◆ **TASK DIRECTIONS**
Starting with the line that contains "Note: locate the door" and going on through the end of the records, write those lines out again, substituting "lampshade" for "light shade" and leaving everything else unchanged.

◆ **EXERCISE INPUTS**
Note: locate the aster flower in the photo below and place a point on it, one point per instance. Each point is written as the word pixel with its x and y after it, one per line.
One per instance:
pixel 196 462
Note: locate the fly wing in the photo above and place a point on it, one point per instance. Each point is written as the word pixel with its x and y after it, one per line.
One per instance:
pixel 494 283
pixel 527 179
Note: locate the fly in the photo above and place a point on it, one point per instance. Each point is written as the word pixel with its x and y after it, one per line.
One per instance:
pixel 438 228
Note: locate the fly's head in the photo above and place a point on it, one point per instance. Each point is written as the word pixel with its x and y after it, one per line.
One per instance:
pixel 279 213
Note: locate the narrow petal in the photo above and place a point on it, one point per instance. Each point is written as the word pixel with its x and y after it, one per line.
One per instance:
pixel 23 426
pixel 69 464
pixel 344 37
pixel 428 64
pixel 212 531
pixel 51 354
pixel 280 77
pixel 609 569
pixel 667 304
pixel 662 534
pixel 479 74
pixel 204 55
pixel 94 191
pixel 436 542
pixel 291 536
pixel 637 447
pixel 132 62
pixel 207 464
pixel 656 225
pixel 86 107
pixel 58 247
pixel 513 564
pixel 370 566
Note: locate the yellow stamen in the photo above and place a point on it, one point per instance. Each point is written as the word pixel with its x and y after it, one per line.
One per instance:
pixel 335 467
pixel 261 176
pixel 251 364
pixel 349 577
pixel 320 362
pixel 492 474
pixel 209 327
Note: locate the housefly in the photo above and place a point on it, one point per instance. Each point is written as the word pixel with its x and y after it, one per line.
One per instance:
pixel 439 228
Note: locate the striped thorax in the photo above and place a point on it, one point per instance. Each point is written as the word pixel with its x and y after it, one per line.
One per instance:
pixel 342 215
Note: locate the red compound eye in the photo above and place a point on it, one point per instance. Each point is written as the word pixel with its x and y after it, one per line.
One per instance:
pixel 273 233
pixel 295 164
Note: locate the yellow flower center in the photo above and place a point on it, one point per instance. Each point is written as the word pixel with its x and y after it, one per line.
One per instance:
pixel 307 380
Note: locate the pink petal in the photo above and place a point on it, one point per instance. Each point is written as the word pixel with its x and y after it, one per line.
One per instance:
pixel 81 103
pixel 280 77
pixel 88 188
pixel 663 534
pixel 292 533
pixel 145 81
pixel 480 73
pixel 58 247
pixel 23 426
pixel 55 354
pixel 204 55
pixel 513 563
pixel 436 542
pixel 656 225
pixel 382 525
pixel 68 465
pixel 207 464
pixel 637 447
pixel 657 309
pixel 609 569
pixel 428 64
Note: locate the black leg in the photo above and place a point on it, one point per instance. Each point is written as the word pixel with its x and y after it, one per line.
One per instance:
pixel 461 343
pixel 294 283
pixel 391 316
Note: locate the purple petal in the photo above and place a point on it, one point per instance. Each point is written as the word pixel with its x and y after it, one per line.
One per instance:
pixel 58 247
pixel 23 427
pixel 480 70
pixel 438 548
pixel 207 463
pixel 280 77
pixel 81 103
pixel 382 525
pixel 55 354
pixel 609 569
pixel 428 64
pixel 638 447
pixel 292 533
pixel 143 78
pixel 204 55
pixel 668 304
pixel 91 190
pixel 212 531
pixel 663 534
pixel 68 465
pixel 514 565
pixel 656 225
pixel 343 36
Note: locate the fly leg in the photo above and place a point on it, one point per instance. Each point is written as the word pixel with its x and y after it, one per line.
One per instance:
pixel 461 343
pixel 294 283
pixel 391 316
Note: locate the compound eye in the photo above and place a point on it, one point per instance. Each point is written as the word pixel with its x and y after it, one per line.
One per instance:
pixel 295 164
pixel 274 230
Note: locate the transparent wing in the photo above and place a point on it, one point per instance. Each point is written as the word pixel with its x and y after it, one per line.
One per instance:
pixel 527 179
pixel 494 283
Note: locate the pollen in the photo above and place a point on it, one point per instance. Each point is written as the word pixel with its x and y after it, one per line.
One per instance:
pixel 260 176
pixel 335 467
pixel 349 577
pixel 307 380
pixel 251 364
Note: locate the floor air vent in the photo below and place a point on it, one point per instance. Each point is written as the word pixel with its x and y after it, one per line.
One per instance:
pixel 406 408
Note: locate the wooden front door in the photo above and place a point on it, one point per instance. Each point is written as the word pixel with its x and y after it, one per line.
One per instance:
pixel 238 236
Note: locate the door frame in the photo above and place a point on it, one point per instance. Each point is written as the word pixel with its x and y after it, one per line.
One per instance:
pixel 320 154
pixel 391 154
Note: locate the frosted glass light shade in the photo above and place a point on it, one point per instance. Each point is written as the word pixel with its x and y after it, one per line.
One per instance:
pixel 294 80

◆ **ANSWER FOR THIS EXERCISE**
Note: locate the door frame in the photo above and place a point on it, one point per instance. Each point is written as the word pixel with its x and y after it, one per line.
One per instance:
pixel 320 154
pixel 391 154
Note: locate the frosted glass lampshade in the photo above and place a point on it, one point per instance. Each point is written as the word pixel with its x and y after it, one per line.
One per instance:
pixel 294 80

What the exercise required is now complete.